Directive 1
In the post about cancel scopes and nurseries, rewrite the paragraph beginning "PEP 568 would not make it possible" as a short bulleted list that keeps its main facts.
Directive 2
List every event that the post about cancel scopes and nurseries describes as possibly happening while the generator is suspended.
Directive 3
Write a few more sentences that carry on the post about cancel scopes and nurseries, starting after its last sentence.

Reading passage
↓

Thinking about this a bit more...

PEP 568, if implemented, would make it possible to assign a reasonable semantics to cancel scopes with yield inside them. Basically, the scope would apply to the code that's statically inside the scope, but not to anything outside the generator; if the scope is cancelled/timeout expires while the generator is suspended, then that just means that when the generator is resumed, it'll be in a cancelled state and the next checkpoint will raise Cancelled. (Or if it exits the cancel scope without executing a checkpoint, that's fine too.)

PEP 568 would not make it possible to assign a reasonable semantics to a nursery with a yield inside it – that's intrinsically impossible if we want to keep the guarantee that exceptions in background tasks are propagated promptly, because if a background task crashes while the generator-holding-the-nursery is suspended, what can you do? There's no live stack frame to propagate it into. If we were willing to relax the guarantee to just, exceptions are propagated eventually, and PEP 533 were implemented, then we could allow yield inside nurseries, but neither of those seems likely.

↑

Items
↓

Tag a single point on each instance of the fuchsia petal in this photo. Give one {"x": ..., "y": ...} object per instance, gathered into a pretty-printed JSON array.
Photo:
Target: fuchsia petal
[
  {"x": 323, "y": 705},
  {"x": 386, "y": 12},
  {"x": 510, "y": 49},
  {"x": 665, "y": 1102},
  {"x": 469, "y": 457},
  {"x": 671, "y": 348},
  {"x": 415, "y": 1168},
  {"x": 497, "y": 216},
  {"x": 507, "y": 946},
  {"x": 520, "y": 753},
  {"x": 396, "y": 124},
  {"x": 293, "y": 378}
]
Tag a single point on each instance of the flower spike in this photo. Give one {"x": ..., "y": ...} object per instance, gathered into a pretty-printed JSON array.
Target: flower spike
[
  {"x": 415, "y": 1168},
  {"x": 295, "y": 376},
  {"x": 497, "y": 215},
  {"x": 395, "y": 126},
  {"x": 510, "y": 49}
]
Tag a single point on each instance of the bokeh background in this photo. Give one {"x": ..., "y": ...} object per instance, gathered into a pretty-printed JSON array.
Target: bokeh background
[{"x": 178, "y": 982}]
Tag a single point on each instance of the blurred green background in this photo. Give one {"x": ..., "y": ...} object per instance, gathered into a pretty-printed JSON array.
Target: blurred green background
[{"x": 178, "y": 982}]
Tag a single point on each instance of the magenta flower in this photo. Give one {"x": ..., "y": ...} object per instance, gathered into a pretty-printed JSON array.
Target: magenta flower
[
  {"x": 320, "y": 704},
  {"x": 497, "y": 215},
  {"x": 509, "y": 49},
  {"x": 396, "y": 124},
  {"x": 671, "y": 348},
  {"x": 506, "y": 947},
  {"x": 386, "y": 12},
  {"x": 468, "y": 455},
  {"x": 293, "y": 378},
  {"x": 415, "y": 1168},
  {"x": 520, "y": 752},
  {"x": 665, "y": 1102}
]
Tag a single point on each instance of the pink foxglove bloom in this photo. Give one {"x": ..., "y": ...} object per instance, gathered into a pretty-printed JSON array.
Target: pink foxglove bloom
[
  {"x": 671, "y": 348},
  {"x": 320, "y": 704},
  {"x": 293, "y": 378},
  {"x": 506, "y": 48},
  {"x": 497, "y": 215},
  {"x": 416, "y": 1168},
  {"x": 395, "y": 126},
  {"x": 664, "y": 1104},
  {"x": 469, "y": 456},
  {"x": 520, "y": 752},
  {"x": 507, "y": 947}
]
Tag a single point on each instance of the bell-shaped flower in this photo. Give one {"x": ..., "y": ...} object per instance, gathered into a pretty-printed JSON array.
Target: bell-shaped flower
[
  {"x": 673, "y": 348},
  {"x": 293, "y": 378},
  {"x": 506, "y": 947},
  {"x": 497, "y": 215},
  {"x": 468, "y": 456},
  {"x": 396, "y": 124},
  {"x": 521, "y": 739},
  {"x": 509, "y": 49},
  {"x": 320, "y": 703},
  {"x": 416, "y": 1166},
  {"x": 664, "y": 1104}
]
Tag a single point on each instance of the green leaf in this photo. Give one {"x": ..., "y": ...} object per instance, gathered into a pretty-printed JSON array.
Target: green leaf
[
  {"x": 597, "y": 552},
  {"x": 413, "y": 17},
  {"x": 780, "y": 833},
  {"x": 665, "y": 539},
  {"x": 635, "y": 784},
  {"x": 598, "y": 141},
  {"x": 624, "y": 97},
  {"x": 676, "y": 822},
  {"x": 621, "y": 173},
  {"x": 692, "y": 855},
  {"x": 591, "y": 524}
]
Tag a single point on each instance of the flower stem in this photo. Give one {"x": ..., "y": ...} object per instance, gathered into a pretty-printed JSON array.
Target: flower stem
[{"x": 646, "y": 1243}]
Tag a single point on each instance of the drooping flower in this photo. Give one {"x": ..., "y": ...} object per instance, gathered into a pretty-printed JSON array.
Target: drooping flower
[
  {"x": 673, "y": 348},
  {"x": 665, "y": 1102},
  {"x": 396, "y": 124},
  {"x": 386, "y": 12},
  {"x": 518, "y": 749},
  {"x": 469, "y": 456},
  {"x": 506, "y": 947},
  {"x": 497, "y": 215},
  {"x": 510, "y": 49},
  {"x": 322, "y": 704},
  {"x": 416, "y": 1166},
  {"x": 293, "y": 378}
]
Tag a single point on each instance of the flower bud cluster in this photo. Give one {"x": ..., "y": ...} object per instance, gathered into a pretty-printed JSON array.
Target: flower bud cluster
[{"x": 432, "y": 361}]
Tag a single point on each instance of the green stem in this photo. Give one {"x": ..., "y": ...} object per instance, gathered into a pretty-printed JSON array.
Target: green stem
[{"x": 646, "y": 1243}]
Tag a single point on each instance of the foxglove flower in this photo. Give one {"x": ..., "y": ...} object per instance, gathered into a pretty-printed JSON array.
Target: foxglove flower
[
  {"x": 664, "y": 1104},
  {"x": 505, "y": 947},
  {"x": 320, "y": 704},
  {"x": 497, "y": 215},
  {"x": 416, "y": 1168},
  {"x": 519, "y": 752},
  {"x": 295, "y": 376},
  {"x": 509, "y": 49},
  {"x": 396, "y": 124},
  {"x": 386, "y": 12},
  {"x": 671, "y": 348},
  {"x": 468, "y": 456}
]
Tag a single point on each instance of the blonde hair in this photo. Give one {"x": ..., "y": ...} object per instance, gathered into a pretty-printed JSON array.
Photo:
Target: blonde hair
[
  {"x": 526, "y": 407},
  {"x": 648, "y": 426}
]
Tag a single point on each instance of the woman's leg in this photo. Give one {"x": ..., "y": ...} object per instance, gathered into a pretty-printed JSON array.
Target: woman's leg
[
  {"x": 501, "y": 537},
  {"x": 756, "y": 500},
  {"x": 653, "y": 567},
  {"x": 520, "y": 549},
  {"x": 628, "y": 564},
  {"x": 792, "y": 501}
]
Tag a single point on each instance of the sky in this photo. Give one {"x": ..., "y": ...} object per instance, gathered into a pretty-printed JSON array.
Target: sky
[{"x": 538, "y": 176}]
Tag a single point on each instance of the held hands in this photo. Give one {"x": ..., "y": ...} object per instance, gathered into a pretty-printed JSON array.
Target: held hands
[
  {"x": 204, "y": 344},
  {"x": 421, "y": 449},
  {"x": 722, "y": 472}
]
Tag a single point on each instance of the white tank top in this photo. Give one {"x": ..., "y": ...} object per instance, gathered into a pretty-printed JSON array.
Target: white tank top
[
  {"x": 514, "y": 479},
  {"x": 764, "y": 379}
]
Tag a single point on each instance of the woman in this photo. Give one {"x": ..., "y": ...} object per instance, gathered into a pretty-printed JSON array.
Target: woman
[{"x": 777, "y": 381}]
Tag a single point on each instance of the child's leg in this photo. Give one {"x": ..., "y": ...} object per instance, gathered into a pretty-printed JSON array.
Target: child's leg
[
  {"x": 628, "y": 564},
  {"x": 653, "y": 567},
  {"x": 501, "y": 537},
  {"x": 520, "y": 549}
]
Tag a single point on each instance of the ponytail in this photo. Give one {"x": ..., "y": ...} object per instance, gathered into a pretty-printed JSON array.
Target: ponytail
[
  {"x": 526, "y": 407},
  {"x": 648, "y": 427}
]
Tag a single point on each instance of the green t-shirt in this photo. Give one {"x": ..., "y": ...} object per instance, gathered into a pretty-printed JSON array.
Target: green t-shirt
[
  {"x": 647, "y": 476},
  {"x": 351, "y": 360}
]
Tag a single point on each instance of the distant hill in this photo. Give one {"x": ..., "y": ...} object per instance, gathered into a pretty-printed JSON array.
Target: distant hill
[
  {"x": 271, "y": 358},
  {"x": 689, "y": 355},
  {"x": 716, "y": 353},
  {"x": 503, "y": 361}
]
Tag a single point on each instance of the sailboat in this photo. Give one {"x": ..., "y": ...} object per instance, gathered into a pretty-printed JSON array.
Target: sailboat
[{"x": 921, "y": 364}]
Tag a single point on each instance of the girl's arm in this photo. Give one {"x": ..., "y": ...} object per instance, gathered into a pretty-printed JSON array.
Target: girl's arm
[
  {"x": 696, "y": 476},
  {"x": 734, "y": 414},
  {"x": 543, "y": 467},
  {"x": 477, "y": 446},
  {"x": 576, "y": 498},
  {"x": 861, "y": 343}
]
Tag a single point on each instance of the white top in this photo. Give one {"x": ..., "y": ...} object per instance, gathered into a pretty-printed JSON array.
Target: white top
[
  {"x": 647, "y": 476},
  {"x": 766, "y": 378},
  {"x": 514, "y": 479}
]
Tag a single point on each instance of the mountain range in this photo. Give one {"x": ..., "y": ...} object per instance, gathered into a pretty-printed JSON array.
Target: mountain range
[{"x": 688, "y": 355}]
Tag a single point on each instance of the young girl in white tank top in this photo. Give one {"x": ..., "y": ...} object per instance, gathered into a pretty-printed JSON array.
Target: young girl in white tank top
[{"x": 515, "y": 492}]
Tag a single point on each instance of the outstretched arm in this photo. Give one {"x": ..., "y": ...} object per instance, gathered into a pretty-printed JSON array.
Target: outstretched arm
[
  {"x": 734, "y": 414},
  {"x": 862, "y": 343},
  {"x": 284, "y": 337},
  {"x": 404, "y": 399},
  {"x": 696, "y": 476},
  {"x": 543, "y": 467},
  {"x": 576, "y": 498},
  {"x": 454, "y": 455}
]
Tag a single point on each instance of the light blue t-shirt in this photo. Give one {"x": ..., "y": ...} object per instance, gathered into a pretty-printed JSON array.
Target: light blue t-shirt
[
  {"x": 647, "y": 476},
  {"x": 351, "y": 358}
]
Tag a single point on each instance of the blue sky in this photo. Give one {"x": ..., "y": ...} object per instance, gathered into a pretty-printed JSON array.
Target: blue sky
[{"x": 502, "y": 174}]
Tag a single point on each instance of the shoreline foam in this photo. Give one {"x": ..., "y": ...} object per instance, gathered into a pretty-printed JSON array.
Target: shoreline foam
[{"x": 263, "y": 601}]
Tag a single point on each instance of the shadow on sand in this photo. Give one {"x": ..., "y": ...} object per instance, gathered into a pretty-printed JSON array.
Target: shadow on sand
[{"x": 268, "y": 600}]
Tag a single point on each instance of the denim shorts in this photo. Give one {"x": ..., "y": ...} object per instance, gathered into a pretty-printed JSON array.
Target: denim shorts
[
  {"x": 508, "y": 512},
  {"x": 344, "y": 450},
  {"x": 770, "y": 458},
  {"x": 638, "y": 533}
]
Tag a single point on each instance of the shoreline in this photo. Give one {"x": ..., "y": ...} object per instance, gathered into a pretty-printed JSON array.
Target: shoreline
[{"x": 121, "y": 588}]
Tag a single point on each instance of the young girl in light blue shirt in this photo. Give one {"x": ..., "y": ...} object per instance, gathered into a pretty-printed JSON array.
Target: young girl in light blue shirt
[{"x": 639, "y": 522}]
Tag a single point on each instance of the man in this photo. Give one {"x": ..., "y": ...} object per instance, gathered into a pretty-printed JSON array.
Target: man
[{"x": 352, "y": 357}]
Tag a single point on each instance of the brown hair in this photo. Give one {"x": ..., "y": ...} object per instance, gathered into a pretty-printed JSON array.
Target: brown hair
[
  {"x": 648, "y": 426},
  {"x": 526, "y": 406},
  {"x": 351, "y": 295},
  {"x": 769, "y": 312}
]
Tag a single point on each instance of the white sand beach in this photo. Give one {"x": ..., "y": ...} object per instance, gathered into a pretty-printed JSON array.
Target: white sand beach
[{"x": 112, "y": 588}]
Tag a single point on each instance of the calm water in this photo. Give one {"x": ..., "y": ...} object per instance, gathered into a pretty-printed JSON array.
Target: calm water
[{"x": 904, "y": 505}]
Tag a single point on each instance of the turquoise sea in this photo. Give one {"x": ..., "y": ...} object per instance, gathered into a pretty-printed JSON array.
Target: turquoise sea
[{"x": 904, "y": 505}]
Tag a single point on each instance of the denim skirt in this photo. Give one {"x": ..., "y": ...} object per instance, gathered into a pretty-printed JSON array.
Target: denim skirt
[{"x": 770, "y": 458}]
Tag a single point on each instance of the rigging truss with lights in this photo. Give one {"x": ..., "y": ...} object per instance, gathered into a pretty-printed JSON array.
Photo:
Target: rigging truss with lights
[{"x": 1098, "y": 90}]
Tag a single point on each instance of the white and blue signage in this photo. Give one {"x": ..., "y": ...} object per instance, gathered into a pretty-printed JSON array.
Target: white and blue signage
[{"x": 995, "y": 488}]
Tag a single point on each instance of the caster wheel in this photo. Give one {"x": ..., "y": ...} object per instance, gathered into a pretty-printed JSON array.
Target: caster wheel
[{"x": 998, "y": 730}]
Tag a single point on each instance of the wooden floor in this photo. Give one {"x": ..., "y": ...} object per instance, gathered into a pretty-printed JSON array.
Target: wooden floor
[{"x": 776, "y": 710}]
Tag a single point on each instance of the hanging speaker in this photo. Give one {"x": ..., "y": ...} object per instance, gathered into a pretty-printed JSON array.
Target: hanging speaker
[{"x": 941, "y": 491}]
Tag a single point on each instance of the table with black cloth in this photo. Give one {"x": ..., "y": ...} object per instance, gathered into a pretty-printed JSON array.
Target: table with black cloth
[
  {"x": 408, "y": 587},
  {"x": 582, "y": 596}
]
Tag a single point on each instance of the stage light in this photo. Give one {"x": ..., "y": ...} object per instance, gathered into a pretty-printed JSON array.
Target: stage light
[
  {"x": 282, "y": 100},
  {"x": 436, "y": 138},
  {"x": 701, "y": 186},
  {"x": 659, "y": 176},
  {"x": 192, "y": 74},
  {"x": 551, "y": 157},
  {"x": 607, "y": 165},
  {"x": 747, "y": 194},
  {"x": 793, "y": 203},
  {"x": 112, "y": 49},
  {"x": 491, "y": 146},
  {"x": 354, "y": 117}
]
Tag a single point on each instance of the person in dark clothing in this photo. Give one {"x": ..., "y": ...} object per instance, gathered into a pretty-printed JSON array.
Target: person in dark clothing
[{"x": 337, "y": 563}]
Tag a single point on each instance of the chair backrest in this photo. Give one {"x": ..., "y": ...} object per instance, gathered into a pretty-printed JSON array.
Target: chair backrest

↑

Written response 1
- PEP 568 would still not allow sensible behavior for a nursery with a yield inside it.
- That can't be done if exceptions in background tasks must be propagated promptly.
- If a background task crashes while the generator holding the nursery is suspended, there's no live stack frame to send the exception into.
- Yield inside nurseries could be allowed if the guarantee were relaxed to "exceptions are propagated eventually" and PEP 533 were implemented.
- Neither of those seems likely.

Written response 2
- The cancel scope is cancelled.
- The cancel scope's timeout expires.
- A background task crashes.

Written response 3
So, maybe we want to we forbid yielding out of nurseries. How can we do that? One idea would be to have PEP 568, use it for cancel scopes, and then for nurseries add an additional feature: the ability to somehow "pin" the Context that's on top of the stack (the one that writes go to), so that if a yield would take us out of that context, then it fails (raises an exception instead of yielding). Then regular cancel scopes would stash their state in the context, and nurseries would additionally pin the context. And inside an @asynccontextmanager function you could still yield out of a nursery, because @asynccontextmanager functions – unlike other async generators – share their context with their caller, so yield there doesn't touch the context stack.

One more thing to consider: what if we decide to disallow yield inside all cancel scopes, not just nurseries? Even the correct semantics for a yield inside a cancel scope are a little confusing; if the timeout expires while the generator is suspended, then nothing happens, until later it's resumed and then boom. Users could conceivably be expecting a more complex semantics, where the timeout clock stops ticking during the yield. Or even if they aren't, then it's pretty weird for the semantics of the generator to depend on how long it was suspended for – that violates encapsulation, and probably isn't very useful.

If that's what we want to do, then we don't need to tie to it PEP 568-style nested contexts. The reason why tying them together is attractive is that PEP 568-style nested contexts need to have a special case to handle @contextmanager and @asynccontextmanager, and the no-yield-in-nursery rules need the exact same special case, so maybe we can combine the special cases. But we can also imagine adding the no-yield-in-nursery feature more directly, and decoupling the whole thing from PEP 568.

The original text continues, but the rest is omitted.